Start of INFORMATION

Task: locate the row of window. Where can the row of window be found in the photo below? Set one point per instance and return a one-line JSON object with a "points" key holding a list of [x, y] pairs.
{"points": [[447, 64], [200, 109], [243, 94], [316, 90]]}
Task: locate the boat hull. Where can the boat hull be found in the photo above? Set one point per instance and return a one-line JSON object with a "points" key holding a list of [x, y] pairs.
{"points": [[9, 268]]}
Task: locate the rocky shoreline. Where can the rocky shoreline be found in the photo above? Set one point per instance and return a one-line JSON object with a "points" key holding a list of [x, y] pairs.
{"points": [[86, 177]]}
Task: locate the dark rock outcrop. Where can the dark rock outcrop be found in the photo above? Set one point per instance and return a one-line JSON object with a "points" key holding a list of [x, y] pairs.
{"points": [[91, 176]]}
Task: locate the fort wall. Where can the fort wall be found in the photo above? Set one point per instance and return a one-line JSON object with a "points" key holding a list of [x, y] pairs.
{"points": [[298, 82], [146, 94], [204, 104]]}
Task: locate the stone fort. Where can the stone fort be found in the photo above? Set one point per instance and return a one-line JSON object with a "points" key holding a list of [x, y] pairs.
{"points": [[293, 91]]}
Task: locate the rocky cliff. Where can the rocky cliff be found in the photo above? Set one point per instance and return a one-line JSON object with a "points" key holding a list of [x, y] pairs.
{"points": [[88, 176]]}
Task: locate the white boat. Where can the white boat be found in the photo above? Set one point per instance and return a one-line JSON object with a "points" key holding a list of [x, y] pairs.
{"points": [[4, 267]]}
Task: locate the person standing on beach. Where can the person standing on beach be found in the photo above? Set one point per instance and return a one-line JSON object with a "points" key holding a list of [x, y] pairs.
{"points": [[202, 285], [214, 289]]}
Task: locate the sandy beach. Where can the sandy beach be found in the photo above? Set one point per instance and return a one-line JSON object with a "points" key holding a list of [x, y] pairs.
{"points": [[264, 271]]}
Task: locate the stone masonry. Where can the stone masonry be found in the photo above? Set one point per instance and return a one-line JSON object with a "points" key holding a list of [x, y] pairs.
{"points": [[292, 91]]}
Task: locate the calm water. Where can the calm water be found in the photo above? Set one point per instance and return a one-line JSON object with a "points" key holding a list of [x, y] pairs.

End of INFORMATION

* EXERCISE: Please print the full listing shown above, exactly as it appears.

* ANSWER TO THE EXERCISE:
Task: locate the row of window. Where can the row of window be found in the photo below? Set one point per instance and return a one-line JSON object with a "points" key holding a list of [x, y] pairs.
{"points": [[447, 64], [200, 109], [243, 94], [316, 90]]}
Task: locate the boat hull. Where can the boat hull be found in the photo above? Set one point per instance and return a one-line JSON object with a "points" key holding a list of [x, y] pairs.
{"points": [[9, 268]]}
Task: locate the rocky shoreline. Where can the rocky shoreline be found in the photo above? Set one point per instance and return a one-line JSON object with a "points" key holding a list of [x, y] pairs.
{"points": [[86, 177]]}
Task: locate the dark rock outcrop. Where can the dark rock outcrop be found in the photo above? Set one point per instance and return a one-line JSON object with a "points" key holding a list of [x, y] pairs.
{"points": [[91, 176]]}
Task: locate the fort wall. Where can the fort wall be found in the photo above? Set one point per instance and return a one-line JSON object with a "points" key holding a list of [x, y] pairs.
{"points": [[298, 82], [146, 94], [204, 104]]}
Task: locate the stone fort. Where can the stone fort be found in the photo above? Set one point per instance and return a one-line JSON object with a "points" key holding a list of [x, y] pairs.
{"points": [[293, 91]]}
Task: locate the rocky cliff. Where can the rocky cliff be found in the photo above? Set one point per instance and return a one-line JSON object with a "points" key holding a list of [x, y] pairs.
{"points": [[88, 176]]}
Task: locate the white boat. Where can the white boat be found in the photo above? Set one point per instance and return a one-line JSON object with a "points" key holding a list of [x, y] pairs.
{"points": [[4, 267]]}
Task: locate the person standing on beach. Where can the person standing on beach be found in the photo above? Set one point per instance and return a one-line JSON object with a "points" key holding a list of [x, y] pairs.
{"points": [[202, 285], [214, 289]]}
Task: locate the sandy beach. Where can the sandy beach be found in the photo above? Set one point per instance and return a one-line JSON object with a "points" key holding a list of [x, y] pairs.
{"points": [[264, 271]]}
Task: locate the stone masonry. Where can the stone masonry be found in the photo above? Set one point per instance and return a one-line JSON object with a "points" key holding a list of [x, y] pairs.
{"points": [[292, 91]]}
Task: locate the calm water. Where can the calm water be found in the photo above? Set one point per instance and return a one-line JSON object with a "points" key holding a list of [x, y] pairs.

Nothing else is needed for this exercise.